═══ Exercise materials ═══

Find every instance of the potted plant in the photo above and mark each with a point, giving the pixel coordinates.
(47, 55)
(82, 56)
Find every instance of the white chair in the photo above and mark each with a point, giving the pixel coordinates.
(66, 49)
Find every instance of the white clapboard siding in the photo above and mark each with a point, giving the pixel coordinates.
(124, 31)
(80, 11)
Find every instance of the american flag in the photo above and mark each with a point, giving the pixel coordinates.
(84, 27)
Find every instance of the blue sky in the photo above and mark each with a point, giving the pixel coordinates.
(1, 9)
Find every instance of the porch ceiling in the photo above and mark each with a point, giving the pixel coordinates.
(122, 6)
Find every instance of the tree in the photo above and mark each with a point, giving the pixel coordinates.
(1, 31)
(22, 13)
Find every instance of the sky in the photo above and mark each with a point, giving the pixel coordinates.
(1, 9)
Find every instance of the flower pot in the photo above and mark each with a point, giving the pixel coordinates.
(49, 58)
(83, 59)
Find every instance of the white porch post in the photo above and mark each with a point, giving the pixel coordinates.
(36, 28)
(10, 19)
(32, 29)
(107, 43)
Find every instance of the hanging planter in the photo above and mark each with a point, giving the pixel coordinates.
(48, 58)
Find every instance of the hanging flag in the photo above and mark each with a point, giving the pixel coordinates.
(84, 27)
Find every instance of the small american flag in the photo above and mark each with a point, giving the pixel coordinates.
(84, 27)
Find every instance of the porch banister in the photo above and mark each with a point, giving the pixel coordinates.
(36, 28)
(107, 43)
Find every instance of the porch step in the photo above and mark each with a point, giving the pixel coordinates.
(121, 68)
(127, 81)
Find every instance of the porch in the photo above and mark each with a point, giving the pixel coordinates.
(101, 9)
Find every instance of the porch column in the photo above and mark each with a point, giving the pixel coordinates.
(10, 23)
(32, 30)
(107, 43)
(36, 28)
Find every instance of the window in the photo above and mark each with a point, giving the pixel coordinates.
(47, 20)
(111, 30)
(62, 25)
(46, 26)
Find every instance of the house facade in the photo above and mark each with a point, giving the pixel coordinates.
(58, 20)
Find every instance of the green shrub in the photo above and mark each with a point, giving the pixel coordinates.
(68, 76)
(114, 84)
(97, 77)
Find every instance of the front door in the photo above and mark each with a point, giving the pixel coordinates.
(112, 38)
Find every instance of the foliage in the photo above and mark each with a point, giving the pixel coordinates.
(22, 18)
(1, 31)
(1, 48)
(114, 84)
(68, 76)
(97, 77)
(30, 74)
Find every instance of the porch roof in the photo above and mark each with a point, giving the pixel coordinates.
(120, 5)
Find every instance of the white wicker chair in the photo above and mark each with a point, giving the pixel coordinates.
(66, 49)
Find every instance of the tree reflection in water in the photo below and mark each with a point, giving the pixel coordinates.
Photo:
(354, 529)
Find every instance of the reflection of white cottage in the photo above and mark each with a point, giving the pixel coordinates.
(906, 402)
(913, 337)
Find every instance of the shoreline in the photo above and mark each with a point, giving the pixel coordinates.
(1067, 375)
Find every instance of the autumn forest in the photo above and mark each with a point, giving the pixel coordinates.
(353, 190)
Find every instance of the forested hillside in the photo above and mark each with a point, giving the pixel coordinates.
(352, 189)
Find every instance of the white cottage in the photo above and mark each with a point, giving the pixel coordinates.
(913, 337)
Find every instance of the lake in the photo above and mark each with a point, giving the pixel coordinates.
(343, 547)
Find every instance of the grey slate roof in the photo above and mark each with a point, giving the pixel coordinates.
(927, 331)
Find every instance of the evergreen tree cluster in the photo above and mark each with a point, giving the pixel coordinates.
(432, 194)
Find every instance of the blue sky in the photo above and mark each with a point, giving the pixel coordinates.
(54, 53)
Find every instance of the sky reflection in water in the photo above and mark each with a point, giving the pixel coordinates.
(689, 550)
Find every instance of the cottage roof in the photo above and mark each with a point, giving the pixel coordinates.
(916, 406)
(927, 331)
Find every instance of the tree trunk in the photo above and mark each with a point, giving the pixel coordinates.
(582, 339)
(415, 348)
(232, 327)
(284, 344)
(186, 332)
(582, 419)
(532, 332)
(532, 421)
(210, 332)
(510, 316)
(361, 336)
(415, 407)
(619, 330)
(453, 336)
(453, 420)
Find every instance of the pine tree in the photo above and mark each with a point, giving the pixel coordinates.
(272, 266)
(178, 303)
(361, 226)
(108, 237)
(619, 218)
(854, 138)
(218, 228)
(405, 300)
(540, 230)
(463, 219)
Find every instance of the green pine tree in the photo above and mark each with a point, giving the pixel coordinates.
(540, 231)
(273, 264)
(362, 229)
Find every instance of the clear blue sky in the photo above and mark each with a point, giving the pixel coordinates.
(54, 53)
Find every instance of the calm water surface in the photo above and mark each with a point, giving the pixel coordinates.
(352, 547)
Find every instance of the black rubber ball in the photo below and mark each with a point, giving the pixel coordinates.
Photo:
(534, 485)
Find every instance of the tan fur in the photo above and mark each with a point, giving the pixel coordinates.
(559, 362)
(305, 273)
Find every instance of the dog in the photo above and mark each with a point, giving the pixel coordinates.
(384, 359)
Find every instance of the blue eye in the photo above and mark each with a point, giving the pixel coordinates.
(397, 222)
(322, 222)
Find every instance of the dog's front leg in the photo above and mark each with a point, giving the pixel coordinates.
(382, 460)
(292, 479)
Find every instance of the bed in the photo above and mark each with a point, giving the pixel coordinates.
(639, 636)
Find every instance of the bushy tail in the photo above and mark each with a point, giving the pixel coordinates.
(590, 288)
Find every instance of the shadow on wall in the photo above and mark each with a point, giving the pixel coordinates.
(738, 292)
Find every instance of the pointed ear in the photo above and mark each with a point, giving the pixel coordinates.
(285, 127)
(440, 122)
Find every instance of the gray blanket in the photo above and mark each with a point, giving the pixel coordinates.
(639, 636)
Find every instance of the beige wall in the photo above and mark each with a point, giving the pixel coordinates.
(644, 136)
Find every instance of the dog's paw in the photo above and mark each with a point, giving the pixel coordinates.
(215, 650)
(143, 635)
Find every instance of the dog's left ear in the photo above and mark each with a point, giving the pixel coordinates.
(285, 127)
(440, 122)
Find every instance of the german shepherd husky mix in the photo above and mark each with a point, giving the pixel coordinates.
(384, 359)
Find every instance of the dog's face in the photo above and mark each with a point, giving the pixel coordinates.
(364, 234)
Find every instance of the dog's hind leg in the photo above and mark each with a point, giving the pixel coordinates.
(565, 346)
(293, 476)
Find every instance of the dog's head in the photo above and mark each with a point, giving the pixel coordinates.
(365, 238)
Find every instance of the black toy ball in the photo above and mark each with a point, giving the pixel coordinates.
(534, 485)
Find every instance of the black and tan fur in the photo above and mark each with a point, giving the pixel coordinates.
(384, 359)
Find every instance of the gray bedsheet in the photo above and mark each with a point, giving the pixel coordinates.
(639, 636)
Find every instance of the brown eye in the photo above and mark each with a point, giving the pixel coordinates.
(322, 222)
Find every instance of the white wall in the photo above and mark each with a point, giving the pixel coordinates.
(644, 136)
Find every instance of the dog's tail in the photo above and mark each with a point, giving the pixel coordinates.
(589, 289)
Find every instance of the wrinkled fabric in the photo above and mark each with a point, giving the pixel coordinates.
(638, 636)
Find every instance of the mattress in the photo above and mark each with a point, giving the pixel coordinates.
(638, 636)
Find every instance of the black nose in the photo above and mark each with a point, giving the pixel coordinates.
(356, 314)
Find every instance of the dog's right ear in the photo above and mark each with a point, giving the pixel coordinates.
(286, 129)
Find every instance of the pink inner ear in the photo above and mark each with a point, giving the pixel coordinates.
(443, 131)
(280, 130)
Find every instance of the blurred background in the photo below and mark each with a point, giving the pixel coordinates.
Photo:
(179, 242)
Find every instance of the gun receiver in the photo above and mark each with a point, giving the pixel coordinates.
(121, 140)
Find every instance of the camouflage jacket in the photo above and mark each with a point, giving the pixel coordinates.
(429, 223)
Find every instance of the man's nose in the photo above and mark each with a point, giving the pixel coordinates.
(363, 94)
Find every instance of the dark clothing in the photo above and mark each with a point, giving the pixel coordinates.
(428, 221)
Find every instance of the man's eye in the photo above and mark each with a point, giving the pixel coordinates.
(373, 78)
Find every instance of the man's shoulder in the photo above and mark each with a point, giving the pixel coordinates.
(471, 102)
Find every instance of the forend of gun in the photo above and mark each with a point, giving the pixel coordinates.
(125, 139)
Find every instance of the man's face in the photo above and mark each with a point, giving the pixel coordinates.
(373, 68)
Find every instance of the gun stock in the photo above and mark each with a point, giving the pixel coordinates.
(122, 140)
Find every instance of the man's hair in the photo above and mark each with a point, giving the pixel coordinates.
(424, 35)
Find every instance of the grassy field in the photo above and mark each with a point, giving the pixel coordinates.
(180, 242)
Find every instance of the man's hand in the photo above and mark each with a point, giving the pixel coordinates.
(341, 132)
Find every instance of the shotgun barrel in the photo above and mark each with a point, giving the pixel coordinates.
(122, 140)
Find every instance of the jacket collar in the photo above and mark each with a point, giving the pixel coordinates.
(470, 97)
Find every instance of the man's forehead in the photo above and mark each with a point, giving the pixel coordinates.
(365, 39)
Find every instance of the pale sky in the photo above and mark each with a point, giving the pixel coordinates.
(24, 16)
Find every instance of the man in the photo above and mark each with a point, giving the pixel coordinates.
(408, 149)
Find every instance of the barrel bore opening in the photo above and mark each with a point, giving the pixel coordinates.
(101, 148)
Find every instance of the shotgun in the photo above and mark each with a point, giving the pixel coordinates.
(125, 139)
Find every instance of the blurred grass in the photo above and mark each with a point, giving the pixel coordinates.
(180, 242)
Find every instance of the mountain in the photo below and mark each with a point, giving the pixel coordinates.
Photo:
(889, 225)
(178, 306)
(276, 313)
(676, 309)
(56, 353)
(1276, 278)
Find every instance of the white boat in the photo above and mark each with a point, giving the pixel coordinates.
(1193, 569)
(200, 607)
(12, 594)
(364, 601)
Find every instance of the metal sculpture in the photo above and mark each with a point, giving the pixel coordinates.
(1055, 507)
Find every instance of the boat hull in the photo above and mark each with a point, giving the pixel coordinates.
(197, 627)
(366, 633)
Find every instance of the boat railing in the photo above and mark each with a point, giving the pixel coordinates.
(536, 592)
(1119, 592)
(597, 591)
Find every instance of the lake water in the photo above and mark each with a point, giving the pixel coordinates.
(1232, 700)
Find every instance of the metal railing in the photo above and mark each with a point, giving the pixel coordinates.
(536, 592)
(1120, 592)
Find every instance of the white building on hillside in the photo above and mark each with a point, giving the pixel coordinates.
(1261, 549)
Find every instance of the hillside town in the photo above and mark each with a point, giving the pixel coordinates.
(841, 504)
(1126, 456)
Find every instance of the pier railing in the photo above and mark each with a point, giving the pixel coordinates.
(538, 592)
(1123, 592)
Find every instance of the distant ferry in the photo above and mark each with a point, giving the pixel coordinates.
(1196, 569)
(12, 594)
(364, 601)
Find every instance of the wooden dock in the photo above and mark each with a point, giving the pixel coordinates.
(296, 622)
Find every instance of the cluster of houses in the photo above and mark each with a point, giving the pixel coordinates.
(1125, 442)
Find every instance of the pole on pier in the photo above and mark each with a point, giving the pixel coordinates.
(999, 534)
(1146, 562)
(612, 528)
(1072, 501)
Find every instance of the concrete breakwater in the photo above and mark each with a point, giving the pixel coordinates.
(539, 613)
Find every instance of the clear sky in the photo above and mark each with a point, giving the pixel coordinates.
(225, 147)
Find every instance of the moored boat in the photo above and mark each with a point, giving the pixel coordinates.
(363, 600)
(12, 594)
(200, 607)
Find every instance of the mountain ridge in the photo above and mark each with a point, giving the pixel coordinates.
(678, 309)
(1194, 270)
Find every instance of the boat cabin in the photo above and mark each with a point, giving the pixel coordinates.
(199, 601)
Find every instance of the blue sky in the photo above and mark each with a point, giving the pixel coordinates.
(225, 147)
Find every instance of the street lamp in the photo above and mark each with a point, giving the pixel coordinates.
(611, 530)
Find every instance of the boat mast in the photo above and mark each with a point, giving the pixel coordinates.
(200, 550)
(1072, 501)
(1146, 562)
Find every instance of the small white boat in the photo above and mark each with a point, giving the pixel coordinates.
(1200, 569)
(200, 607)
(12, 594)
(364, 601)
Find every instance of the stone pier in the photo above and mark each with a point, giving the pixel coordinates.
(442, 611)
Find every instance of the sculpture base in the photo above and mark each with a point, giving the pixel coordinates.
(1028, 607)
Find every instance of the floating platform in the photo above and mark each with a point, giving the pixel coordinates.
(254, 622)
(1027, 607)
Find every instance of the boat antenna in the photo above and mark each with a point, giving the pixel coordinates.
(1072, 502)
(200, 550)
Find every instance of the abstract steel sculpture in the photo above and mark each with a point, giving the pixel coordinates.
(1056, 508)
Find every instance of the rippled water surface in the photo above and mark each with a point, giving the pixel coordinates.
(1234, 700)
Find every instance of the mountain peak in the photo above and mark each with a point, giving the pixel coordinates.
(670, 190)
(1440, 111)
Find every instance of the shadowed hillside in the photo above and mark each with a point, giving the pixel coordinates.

═══

**Work request**:
Note each line of the material holding "below" and copy it out.

**Solution to this exercise**:
Find every instance of the tree reflection in water in the photo below and mark each with a point, giving the pixel coordinates.
Find every instance of the black rubber ball in the photo below and mark each with a point, giving the pixel coordinates.
Find every instance of the blurred background in the photo below and mark each with a point, giving the pixel coordinates.
Find every instance of the mountain in the photo below and mark each with a point, giving the pixel coordinates.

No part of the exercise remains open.